Reproduce the records below exactly as they appear.

DATA RECORDS:
'''

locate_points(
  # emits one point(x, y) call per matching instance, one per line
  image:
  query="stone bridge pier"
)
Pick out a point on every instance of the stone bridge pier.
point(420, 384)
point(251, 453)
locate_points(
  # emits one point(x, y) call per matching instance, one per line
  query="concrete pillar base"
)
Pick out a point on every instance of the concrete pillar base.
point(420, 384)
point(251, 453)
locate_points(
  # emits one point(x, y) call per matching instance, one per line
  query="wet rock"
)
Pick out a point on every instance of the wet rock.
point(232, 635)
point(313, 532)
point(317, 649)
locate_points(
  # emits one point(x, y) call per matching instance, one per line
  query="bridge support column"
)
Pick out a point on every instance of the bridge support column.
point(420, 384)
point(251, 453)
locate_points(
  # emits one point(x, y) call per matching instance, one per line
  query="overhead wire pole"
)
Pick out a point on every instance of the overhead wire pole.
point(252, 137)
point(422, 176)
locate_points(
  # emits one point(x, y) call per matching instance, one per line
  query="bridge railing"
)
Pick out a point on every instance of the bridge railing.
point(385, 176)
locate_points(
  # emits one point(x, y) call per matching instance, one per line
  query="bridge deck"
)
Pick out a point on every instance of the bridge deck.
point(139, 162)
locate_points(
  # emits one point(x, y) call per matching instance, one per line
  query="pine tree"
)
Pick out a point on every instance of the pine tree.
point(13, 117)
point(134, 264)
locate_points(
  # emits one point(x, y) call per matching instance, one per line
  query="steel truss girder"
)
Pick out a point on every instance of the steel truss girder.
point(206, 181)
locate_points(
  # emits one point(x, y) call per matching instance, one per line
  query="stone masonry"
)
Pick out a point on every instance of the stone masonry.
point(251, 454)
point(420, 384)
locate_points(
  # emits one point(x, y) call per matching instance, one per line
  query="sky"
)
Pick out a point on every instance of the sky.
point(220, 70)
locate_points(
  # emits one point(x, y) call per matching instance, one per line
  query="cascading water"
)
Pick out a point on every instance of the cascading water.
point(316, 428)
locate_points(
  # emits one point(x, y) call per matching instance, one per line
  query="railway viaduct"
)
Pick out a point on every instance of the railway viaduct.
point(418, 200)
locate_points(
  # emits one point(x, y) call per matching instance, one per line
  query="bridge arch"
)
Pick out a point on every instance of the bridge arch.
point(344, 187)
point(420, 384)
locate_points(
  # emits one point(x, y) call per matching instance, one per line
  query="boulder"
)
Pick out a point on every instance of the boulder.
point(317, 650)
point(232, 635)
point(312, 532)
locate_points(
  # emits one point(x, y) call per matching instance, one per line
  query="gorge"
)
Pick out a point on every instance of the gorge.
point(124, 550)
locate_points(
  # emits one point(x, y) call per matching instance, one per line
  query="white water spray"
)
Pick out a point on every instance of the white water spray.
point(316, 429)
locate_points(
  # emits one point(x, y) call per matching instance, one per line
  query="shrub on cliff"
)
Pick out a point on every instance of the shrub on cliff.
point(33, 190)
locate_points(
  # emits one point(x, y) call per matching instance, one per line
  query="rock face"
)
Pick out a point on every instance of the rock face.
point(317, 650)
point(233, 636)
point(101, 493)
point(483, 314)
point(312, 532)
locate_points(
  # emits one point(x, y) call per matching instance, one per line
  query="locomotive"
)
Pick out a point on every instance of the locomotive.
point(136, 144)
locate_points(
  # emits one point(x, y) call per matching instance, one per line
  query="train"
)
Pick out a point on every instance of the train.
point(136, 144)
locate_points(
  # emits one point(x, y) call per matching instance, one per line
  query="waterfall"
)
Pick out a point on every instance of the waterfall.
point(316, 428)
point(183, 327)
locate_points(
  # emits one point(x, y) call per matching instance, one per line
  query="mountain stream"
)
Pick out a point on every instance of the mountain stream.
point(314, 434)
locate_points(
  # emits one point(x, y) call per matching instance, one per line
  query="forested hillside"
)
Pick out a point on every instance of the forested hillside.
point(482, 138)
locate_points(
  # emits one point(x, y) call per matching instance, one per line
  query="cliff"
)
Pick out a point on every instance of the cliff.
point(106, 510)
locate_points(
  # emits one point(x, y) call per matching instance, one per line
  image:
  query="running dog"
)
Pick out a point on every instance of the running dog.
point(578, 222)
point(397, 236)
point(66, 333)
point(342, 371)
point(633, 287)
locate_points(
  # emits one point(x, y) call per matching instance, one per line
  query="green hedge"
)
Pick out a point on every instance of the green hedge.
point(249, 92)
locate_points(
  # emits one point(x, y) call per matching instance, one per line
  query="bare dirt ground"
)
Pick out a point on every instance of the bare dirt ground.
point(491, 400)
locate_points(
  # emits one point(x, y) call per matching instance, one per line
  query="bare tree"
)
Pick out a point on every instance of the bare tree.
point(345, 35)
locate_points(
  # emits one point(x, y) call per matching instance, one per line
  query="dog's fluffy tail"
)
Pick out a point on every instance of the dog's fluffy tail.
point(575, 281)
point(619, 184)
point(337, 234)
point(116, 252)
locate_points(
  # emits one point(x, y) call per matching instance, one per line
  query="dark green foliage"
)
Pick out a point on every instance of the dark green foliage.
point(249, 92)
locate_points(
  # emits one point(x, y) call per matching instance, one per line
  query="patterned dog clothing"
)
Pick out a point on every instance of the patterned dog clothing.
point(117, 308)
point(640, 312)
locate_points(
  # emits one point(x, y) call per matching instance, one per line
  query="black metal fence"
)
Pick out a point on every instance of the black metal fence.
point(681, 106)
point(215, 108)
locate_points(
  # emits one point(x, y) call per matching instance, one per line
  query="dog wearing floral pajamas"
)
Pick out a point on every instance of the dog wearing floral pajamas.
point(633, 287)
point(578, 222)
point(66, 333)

'''

EXERCISE RESULT:
locate_points(
  # emits one point(x, y) call per matching instance, one per line
  image:
  query="stone bridge pier"
)
Pick out a point on every instance of the stone bridge pier.
point(420, 384)
point(251, 453)
locate_points(
  # emits one point(x, y) call per matching instance, one per line
  query="concrete pillar base"
)
Pick out a point on every instance of the concrete pillar base.
point(420, 384)
point(251, 453)
locate_points(
  # emits one point(x, y) call per matching instance, one per line
  query="wet rock"
)
Pick out a point on every instance of the wet rock.
point(232, 635)
point(313, 532)
point(317, 649)
locate_points(
  # emits one point(x, y) call per matching instance, one per line
  query="bridge support column"
)
Pick out a point on every instance of the bridge support column.
point(420, 384)
point(251, 453)
locate_points(
  # emits one point(x, y) call per matching instance, one per line
  query="overhead wire pole"
)
Pick out a point on every instance of the overhead wire pole.
point(252, 137)
point(422, 176)
locate_points(
  # emits one point(x, y) call per matching instance, one per line
  query="bridge railing"
)
Pick out a point on every instance of the bridge railing.
point(385, 176)
locate_points(
  # emits one point(x, y) call per matching instance, one per line
  query="bridge deck"
)
Pick out a point on every instance of the bridge deck.
point(139, 162)
locate_points(
  # emits one point(x, y) call per matching instance, one per line
  query="pine tree"
)
Pick out a point on every instance of the pine tree.
point(13, 117)
point(134, 264)
locate_points(
  # emits one point(x, y) call per matching instance, one per line
  query="steel truss girder"
)
Pick out a point on every instance of the steel truss girder.
point(206, 181)
locate_points(
  # emits one point(x, y) call per matching instance, one per line
  query="stone masonry"
)
Pick out a point on every instance of the stone masonry.
point(251, 454)
point(420, 384)
locate_points(
  # emits one point(x, y) call per matching instance, one per line
  query="sky"
)
Pick out a point on every instance of the sky.
point(220, 70)
locate_points(
  # emits one point(x, y) call per matching instance, one per line
  query="cascading water"
)
Pick out a point on every instance of the cascading water.
point(316, 428)
locate_points(
  # emits one point(x, y) call per matching instance, one per line
  query="railway viaduct"
)
Pick out a point on every instance of the railway viaduct.
point(418, 200)
locate_points(
  # emits one point(x, y) call per matching instance, one per line
  query="bridge arch"
)
Pick out a point on every instance of the bridge arch.
point(344, 187)
point(420, 384)
locate_points(
  # emits one point(x, y) call per matching instance, one per line
  query="boulder"
)
Pick out a point on every instance of the boulder.
point(317, 650)
point(232, 635)
point(312, 532)
locate_points(
  # emits one point(x, y) call per matching instance, one per line
  query="gorge"
)
Pick out a point on every instance of the gorge.
point(124, 550)
locate_points(
  # emits one point(x, y) call per matching instance, one per line
  query="white water spray"
)
Pick out a point on every instance of the white water spray.
point(316, 429)
locate_points(
  # emits one point(x, y) call per matching instance, one per line
  query="shrub on cliff"
)
Pick out a point on every instance of the shrub on cliff.
point(33, 190)
locate_points(
  # emits one point(x, y) call per matching instance, one per line
  query="rock face"
)
Pick out a point on every instance of the rock face.
point(317, 650)
point(233, 636)
point(101, 493)
point(483, 314)
point(312, 532)
locate_points(
  # emits one point(x, y) call per matching instance, one per line
  query="locomotive"
)
Pick out a point on every instance of the locomotive.
point(136, 144)
locate_points(
  # emits one point(x, y) call per matching instance, one per line
  query="train"
)
Pick out a point on every instance of the train.
point(136, 144)
locate_points(
  # emits one point(x, y) call per matching instance, one per line
  query="waterfall"
)
Pick out a point on every instance of the waterfall.
point(316, 428)
point(183, 327)
locate_points(
  # emits one point(x, y) call per matching instance, one per line
  query="mountain stream"
)
Pick out a point on every instance of the mountain stream.
point(314, 434)
locate_points(
  # emits one point(x, y) call per matching instance, one per line
  query="forested hillside"
)
Pick out a point on every instance of the forested hillside.
point(482, 138)
locate_points(
  # emits one point(x, y) call per matching instance, one per line
  query="cliff"
)
Pick out a point on every instance of the cliff.
point(106, 510)
locate_points(
  # emits one point(x, y) call per matching instance, one per line
  image:
  query="running dog"
)
Pick out a point on every instance of the running dog.
point(578, 222)
point(397, 236)
point(66, 333)
point(342, 371)
point(633, 287)
locate_points(
  # emits one point(x, y) call per matching instance, one per line
  query="green hedge"
)
Pick out a point on every instance of the green hedge.
point(249, 92)
locate_points(
  # emits one point(x, y) call per matching instance, one per line
  query="bare dirt ground"
)
Pick out a point on every instance of the bare dirt ground.
point(491, 400)
locate_points(
  # emits one point(x, y) call per matching instance, one per line
  query="bare tree"
)
Pick out a point on every instance of the bare tree.
point(345, 35)
locate_points(
  # emits one point(x, y) call per matching instance, one per line
  query="dog's fluffy tail"
)
Pick out a point on every instance of the dog's fluffy tail.
point(575, 281)
point(619, 184)
point(337, 234)
point(116, 252)
locate_points(
  # emits one point(x, y) call per matching instance, one per line
  query="dark green foliage"
)
Pick out a point on every instance of the dark green foliage.
point(249, 92)
locate_points(
  # emits one point(x, y) call per matching instance, one per line
  query="patterned dog clothing"
)
Pick out a point on every instance of the patterned dog clothing.
point(117, 308)
point(640, 312)
locate_points(
  # emits one point(x, y) call per matching instance, one per line
  query="black metal fence"
)
Pick out a point on every instance of the black metal fence.
point(681, 106)
point(215, 108)
locate_points(
  # emits one point(x, y) call per matching instance, one per line
  query="dog wearing floral pajamas"
)
Pick out a point on every instance of the dog wearing floral pajamas.
point(633, 287)
point(578, 222)
point(66, 333)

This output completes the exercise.